--- start of Material to process ---

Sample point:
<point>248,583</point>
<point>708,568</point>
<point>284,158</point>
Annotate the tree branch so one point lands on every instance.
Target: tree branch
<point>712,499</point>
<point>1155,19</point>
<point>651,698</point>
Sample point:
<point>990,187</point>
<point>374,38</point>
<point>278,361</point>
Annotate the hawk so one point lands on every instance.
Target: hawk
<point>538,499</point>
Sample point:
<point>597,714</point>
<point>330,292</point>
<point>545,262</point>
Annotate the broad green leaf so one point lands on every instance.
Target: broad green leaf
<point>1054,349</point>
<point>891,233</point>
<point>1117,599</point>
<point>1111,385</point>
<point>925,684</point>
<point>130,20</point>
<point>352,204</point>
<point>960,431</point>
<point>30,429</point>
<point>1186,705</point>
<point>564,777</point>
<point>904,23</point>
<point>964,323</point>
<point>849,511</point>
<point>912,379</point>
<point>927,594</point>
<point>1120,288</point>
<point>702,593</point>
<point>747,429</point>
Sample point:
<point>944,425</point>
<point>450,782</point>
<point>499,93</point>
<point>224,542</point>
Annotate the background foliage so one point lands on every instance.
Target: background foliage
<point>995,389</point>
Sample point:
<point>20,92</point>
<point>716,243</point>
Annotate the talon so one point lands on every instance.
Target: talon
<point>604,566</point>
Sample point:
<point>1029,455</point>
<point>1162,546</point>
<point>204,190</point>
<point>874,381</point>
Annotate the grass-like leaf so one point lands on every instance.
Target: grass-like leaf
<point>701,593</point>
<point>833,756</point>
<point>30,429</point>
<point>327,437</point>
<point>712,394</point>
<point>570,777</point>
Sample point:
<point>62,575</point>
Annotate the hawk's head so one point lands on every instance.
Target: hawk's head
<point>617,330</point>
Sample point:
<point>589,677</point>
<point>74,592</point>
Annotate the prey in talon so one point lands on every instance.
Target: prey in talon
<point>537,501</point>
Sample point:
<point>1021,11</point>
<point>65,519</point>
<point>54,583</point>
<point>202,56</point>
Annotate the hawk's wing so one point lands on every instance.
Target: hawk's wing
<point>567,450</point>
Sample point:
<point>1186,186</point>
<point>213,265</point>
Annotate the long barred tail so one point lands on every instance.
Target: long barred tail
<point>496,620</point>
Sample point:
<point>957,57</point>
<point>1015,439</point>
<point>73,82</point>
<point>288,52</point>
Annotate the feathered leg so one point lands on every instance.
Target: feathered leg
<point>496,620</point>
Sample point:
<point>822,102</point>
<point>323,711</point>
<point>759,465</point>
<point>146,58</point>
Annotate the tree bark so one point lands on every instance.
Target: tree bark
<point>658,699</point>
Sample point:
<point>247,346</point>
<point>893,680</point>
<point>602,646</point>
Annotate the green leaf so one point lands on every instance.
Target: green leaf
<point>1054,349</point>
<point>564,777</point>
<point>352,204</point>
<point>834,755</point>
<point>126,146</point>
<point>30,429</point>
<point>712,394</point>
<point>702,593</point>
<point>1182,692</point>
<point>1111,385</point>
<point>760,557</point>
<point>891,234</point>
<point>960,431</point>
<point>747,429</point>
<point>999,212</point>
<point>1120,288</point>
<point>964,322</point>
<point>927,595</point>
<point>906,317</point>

--- end of Material to process ---
--- start of Material to process ---

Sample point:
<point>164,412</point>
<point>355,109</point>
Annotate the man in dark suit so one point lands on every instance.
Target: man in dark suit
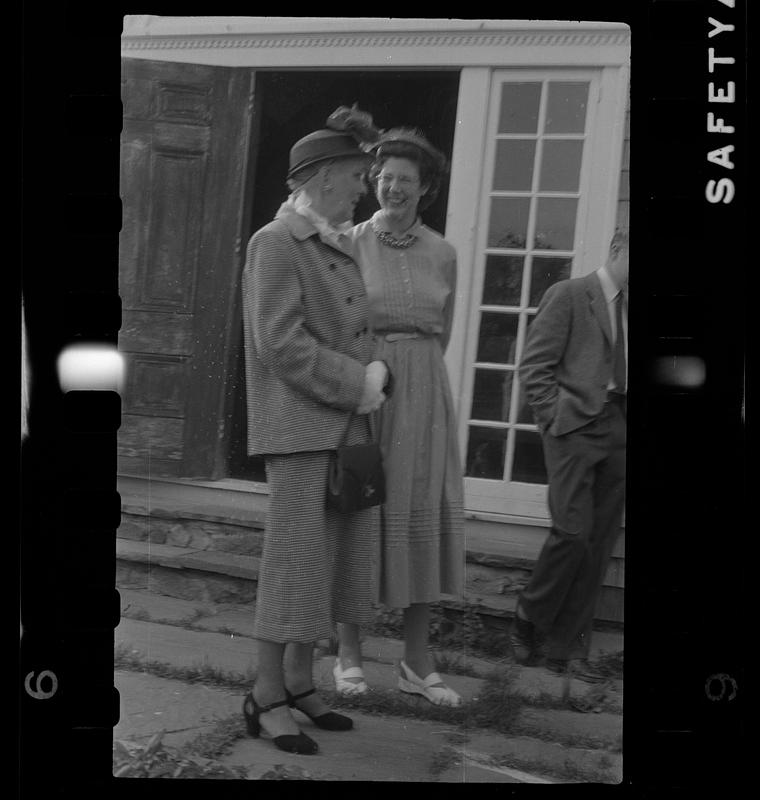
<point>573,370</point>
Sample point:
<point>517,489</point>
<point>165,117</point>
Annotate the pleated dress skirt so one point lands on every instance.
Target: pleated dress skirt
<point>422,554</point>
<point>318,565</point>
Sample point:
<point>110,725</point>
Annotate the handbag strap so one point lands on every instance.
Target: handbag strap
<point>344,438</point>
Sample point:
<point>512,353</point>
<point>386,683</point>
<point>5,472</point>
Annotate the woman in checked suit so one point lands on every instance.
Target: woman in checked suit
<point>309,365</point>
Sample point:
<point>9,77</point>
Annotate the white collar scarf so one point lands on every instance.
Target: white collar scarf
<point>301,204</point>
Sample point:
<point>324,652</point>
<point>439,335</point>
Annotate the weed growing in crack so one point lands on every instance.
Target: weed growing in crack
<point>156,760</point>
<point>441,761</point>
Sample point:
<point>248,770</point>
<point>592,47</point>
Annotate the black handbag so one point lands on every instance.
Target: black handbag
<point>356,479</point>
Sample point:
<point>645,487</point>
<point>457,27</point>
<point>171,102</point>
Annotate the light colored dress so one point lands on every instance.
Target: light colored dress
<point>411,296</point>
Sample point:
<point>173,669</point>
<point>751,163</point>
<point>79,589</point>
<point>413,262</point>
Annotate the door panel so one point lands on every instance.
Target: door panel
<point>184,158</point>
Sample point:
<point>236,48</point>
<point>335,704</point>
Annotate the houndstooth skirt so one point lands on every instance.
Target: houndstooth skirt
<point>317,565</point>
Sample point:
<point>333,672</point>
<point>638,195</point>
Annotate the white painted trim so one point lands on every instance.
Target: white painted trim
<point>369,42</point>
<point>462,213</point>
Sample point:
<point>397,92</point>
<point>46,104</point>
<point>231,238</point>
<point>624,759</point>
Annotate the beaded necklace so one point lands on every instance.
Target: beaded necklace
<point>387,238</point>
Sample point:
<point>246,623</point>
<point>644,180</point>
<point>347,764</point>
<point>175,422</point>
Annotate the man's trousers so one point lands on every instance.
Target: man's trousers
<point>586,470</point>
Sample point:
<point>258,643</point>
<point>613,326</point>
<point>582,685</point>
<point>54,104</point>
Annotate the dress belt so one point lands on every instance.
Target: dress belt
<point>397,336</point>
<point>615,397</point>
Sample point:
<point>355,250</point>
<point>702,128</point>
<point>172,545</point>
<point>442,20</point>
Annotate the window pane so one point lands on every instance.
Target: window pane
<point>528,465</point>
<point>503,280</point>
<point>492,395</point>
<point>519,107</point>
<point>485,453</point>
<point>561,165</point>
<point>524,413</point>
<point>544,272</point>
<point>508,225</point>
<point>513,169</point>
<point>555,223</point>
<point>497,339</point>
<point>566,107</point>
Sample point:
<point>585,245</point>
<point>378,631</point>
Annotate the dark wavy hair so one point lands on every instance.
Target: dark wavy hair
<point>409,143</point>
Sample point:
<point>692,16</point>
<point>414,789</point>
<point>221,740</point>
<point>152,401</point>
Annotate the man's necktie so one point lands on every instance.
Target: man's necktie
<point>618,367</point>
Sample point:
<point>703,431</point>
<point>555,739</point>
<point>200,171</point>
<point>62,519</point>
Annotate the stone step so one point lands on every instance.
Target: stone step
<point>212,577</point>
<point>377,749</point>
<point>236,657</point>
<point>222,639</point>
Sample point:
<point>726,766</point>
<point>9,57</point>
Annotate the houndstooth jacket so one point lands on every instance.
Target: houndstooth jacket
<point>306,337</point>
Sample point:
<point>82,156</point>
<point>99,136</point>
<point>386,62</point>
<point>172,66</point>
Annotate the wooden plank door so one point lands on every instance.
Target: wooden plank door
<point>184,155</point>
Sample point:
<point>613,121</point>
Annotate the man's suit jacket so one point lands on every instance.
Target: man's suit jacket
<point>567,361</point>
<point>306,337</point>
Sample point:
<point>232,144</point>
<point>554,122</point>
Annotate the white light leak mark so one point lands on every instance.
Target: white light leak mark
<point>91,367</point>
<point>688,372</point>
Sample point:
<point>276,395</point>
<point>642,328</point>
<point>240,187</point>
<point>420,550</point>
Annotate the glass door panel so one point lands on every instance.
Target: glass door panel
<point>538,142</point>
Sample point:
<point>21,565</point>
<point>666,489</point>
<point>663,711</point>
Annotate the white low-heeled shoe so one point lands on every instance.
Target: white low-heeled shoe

--- end of Material to process ---

#### Given request:
Filter the data above, copying out every line that contains the word "stone". Matching is case-sensitive.

#### Written response:
Annotate the stone step so one point lands on every instance.
Target: stone step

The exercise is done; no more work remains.